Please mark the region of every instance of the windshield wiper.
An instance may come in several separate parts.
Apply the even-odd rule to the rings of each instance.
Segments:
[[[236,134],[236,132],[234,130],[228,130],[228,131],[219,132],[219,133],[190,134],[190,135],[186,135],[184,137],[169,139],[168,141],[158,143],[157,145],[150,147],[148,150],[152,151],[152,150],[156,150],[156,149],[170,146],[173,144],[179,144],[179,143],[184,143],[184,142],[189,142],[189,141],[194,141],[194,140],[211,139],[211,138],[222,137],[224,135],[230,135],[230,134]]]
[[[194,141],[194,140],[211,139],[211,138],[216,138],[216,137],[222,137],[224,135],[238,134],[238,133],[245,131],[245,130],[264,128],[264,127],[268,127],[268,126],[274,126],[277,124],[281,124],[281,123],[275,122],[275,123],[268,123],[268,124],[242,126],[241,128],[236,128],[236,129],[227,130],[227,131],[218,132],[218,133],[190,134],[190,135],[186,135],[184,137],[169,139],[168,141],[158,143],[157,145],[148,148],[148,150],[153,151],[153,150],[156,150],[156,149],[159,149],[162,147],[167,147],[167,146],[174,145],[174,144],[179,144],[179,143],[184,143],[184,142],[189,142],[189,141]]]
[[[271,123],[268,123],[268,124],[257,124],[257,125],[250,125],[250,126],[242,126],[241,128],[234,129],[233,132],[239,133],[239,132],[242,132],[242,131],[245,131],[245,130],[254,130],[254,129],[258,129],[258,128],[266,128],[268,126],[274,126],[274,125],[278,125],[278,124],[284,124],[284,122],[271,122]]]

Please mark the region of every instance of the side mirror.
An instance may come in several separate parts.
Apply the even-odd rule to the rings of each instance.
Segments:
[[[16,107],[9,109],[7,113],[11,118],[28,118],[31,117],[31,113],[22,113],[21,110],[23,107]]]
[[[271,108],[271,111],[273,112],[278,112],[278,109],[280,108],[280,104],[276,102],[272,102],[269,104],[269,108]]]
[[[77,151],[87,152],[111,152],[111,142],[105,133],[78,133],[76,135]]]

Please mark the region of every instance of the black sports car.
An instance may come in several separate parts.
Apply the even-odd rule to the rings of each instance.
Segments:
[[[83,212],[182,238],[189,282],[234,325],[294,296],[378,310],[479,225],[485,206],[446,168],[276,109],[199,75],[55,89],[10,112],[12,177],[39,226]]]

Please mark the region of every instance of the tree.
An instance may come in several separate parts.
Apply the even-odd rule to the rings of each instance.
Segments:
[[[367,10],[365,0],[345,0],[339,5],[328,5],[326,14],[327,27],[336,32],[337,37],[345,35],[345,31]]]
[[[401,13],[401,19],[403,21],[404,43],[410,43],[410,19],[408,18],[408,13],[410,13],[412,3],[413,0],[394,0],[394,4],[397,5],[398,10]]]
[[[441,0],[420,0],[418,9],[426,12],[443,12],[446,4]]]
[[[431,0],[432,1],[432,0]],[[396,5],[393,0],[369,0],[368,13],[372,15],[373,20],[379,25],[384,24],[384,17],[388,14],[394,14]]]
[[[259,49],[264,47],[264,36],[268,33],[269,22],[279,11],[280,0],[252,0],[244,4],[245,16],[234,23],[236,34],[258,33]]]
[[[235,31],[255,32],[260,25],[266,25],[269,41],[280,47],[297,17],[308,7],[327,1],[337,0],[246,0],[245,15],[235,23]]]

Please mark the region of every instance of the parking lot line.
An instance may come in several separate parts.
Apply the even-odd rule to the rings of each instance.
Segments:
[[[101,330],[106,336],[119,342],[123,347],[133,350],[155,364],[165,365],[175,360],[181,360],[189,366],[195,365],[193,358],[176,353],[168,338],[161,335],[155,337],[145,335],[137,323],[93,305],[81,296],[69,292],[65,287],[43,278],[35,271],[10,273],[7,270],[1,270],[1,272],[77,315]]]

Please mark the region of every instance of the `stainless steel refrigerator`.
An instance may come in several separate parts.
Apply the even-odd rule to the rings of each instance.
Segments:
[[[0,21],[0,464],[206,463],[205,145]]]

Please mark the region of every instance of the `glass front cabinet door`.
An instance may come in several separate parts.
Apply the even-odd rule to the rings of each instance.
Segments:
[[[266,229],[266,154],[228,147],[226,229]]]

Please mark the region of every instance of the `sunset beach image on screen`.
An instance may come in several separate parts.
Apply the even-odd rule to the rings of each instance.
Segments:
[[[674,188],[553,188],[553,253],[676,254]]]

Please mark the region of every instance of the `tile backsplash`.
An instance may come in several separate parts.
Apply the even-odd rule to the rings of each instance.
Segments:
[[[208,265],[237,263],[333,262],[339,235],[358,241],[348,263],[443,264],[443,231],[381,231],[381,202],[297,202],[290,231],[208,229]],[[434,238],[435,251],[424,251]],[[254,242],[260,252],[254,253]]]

---+---

Can you copy the material verbatim, from the line with "Please mark the region of every instance of the tree." through the line with "[[[441,0],[420,0],[418,9],[426,12],[443,12],[446,4]]]", including both of those lines?

Please mark the region of every instance of the tree.
An instance may come in several separate parts.
Apply the even-odd rule to the rings of each instance.
Segments:
[[[367,10],[365,0],[345,0],[339,5],[328,5],[326,14],[327,27],[336,32],[337,37],[345,35],[345,31]]]
[[[401,13],[401,19],[403,21],[404,43],[410,43],[410,19],[408,18],[408,13],[410,13],[412,3],[413,0],[394,0],[394,4],[397,5],[398,10]]]
[[[441,0],[420,0],[418,9],[426,12],[443,12],[446,4]]]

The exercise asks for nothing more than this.